Assurément, les Français ne trouveraient que des avantages à une proposition qui, pour une fois, loin de se soucier du sort de tel ou tel camp, ne prendrait en considération que leur intérêt, et donc celui de la France.
Mes chers collègues, je vous invite à ne pas vous priver d'une solution originale qui pourrait donner satisfaction à tous. (Applaudissements sur certaines travées du RPR, de l'Union centriste et du RDSE.)
M. le président. La parole est à M. Charasse.
M. Michel Charasse. Monsieur le président, monsieur le ministre, mes chers collègues, ce débat n'est-il pas un peu surréaliste, rapporté au contenu même du texte, lorsqu'on voit l'extraordinaire afflux d'orateurs auquel il va donner lieu, et ne sommes-nous pas en train de faire de cette discussion ce qu'elle ne peut pas être ? La question peut se poser, et elle a été d'ailleurs humoristiquement soulevée hier par mon collègue et ami le président Badinter.

# [Données brutes]
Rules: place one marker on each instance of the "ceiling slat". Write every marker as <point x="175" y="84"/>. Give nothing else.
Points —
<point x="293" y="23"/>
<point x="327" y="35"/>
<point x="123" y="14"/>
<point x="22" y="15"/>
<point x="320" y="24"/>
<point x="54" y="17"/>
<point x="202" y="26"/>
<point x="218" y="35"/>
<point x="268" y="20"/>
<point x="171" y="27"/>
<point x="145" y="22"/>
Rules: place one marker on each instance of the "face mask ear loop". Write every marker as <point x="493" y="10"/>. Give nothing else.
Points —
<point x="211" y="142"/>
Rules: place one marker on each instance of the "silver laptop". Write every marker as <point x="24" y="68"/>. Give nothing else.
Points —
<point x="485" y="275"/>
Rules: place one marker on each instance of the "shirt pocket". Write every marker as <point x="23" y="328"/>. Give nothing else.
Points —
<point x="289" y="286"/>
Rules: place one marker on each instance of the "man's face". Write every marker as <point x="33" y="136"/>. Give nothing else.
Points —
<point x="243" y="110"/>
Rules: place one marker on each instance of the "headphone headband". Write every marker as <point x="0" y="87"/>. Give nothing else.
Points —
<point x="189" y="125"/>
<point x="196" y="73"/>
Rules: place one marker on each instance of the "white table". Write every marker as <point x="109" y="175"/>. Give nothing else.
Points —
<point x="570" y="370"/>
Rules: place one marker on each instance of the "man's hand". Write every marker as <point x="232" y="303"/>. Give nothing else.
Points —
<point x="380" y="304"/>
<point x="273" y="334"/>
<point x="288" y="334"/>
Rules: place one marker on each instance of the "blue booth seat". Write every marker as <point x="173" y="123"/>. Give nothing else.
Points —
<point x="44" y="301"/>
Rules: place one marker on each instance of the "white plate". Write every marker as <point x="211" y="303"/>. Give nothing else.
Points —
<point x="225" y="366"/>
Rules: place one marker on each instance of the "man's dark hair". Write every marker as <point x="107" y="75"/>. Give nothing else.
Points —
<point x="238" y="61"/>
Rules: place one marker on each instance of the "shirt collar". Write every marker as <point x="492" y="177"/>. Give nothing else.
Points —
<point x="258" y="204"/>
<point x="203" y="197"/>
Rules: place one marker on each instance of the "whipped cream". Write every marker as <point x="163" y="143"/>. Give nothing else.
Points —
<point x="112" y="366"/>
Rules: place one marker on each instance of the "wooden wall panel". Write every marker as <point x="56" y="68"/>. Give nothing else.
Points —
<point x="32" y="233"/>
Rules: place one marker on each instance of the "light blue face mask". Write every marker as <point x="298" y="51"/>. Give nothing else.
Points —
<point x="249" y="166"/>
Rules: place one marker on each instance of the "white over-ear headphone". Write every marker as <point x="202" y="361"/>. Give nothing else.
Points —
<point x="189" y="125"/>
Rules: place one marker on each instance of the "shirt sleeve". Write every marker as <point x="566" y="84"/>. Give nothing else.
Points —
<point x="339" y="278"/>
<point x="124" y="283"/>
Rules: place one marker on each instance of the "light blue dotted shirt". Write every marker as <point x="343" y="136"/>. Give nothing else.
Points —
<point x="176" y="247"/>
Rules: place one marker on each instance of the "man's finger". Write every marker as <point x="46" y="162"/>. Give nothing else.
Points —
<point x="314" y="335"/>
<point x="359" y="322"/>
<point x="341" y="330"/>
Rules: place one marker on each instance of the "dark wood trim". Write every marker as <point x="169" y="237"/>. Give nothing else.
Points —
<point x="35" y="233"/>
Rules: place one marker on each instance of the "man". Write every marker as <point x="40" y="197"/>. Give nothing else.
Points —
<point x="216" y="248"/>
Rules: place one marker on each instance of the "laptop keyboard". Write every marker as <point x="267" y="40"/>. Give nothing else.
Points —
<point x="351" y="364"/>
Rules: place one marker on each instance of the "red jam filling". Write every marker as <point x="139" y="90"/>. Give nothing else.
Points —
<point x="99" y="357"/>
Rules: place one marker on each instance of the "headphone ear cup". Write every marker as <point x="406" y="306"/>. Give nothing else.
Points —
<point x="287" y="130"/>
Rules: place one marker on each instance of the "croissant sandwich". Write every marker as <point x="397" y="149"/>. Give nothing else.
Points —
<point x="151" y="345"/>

# [Consigne]
Reproduisez à l'identique le passage de l'extrait de débat ci-dessus, en commençant à « Assurément, les Français » et en terminant à « de la France. ».

# [Résultat attendu]
Assurément, les Français ne trouveraient que des avantages à une proposition qui, pour une fois, loin de se soucier du sort de tel ou tel camp, ne prendrait en considération que leur intérêt, et donc celui de la France.